§ YOUR OBJECTIVE: Reproduce the records from the line with "If it's not too much trouble, please detect the power" to the line with "0 147 210 215", both lines included and the request kept, shifting every bounding-box coordinate in the answers by -86. Leave the picture out of your answer.

-- SOURCE RECORDS start --

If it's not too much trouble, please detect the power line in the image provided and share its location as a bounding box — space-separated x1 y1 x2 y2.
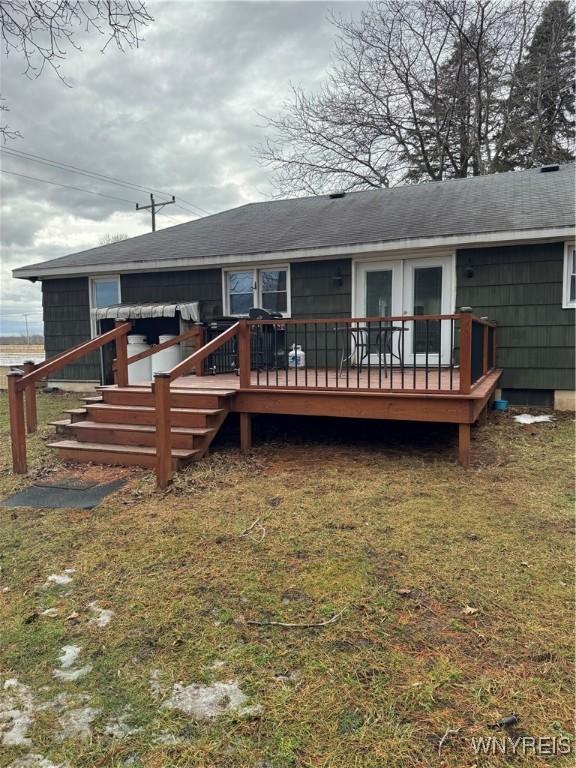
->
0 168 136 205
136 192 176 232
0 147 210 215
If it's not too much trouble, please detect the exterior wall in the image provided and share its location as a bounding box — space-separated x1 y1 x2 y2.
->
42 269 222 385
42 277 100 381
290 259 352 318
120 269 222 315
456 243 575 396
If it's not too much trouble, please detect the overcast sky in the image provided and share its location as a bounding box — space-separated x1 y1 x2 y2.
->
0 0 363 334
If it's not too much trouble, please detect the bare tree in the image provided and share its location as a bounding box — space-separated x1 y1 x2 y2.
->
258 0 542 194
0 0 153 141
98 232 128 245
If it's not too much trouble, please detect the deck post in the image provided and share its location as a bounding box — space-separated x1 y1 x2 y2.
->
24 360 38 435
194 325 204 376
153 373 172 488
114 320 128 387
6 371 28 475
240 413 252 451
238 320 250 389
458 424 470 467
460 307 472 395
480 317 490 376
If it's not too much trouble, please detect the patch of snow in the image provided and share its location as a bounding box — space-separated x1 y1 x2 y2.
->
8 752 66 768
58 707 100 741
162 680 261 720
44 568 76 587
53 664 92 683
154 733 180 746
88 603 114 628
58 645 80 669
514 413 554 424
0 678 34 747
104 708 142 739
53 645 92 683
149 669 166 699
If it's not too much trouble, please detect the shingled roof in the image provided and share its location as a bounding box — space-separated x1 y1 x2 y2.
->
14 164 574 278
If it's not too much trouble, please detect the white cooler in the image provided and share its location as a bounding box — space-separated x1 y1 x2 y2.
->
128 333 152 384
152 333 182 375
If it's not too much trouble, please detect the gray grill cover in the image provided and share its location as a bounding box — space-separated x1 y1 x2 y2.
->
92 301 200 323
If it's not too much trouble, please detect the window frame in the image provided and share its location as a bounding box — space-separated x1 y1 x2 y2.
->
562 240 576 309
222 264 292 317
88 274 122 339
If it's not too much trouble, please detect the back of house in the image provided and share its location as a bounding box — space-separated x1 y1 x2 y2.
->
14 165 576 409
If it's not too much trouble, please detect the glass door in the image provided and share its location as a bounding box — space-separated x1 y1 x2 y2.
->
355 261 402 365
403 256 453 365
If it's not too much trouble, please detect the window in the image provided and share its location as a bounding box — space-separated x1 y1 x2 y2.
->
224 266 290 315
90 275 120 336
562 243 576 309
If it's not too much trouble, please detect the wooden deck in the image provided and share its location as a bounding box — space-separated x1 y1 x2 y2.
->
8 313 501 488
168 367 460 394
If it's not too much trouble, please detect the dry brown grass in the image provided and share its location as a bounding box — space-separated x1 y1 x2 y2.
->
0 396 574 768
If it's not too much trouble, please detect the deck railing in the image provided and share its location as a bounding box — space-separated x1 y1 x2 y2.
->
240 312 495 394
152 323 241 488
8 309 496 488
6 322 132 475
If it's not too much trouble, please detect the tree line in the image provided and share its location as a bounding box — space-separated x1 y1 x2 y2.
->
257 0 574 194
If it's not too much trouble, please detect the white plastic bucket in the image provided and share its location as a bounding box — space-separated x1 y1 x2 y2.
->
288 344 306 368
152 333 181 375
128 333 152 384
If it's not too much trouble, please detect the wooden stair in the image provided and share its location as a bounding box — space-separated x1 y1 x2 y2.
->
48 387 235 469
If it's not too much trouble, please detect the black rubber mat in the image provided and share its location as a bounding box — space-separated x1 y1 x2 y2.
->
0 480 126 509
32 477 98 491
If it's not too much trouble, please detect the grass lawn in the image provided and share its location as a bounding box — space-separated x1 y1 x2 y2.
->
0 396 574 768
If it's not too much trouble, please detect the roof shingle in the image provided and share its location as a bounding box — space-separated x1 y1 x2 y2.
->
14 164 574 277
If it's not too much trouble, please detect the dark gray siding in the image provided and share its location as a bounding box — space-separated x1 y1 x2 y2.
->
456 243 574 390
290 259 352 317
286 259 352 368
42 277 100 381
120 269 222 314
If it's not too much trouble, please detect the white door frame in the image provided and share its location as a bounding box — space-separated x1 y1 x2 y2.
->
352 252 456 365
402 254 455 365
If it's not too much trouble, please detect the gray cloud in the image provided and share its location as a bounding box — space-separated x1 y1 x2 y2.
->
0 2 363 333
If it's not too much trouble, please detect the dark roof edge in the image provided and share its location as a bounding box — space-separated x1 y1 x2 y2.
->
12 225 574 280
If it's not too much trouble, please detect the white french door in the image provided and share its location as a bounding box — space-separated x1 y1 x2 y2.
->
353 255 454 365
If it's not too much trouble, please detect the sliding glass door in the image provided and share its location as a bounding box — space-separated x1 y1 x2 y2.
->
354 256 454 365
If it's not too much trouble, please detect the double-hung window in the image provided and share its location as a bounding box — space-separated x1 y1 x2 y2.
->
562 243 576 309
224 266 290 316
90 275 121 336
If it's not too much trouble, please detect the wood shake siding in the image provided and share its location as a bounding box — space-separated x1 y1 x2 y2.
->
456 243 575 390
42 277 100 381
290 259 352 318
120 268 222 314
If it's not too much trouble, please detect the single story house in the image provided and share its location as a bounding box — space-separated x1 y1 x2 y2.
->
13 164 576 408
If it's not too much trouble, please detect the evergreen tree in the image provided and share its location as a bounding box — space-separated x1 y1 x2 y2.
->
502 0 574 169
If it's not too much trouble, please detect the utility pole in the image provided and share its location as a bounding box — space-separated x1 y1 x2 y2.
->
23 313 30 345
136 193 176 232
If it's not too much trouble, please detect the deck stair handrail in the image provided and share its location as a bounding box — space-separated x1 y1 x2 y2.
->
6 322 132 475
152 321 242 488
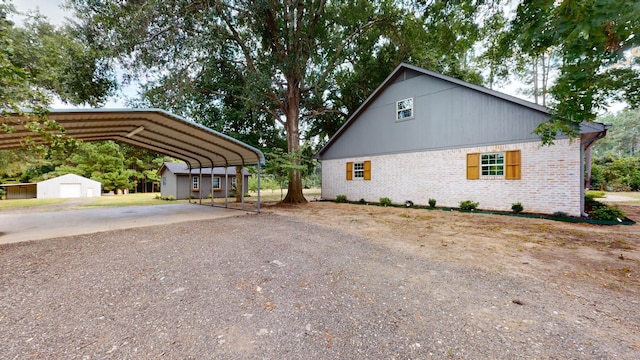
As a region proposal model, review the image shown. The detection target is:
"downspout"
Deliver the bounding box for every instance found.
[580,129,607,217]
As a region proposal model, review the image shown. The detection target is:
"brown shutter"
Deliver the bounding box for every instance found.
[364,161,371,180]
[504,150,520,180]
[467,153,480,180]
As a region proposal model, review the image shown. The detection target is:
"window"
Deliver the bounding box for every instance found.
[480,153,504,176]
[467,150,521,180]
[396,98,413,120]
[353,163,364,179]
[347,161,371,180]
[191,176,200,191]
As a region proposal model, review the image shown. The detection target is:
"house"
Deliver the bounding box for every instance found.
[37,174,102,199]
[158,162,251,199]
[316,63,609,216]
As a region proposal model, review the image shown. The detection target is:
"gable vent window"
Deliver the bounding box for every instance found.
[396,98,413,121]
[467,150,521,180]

-- SOURCE RECORDS end --
-- SOURCE RECORDS start --

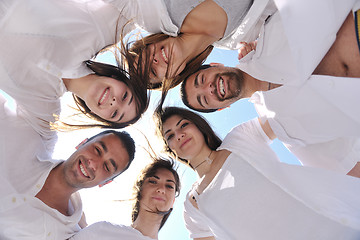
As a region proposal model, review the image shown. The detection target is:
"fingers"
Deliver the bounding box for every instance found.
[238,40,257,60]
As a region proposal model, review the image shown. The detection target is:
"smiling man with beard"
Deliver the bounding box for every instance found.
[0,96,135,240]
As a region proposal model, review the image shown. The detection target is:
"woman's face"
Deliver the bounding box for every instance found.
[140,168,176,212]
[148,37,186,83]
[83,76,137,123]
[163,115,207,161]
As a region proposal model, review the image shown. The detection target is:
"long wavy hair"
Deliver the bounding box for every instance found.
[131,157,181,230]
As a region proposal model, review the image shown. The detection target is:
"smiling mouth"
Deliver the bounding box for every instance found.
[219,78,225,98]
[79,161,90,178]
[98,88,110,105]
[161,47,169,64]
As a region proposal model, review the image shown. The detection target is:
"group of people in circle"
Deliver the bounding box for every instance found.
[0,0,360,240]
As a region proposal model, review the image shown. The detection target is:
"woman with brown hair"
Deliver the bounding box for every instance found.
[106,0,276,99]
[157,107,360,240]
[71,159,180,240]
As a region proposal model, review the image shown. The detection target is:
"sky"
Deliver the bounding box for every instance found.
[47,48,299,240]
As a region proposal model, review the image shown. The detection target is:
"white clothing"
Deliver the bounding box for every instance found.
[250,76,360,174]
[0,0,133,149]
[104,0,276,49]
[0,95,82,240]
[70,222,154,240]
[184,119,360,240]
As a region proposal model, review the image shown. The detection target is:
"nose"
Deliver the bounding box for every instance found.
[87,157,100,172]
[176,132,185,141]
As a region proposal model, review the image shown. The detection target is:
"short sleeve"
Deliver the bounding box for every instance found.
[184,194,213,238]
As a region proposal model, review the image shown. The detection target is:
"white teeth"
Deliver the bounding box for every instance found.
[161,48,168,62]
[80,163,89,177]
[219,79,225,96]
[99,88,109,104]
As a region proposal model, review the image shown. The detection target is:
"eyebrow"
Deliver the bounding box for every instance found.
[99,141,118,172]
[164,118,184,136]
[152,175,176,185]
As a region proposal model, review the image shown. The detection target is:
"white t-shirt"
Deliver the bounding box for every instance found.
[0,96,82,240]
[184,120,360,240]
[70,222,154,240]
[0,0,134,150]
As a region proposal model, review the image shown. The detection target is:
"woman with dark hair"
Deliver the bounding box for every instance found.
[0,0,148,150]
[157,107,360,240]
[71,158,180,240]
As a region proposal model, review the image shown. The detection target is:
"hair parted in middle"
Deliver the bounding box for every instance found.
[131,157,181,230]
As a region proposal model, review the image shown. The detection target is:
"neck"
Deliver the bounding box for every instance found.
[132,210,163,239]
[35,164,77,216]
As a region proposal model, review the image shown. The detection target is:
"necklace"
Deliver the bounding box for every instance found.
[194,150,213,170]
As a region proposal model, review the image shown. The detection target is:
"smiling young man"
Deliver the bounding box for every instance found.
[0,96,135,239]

-- SOURCE RECORDS end --

§ EXERCISE RESULT:
If it's not too much trouble, please detect the power line in the image provided and share its location as a bounding box — space-separated x1 y1 x2 y2.
->
-86 82 50 119
50 106 90 146
-86 61 124 129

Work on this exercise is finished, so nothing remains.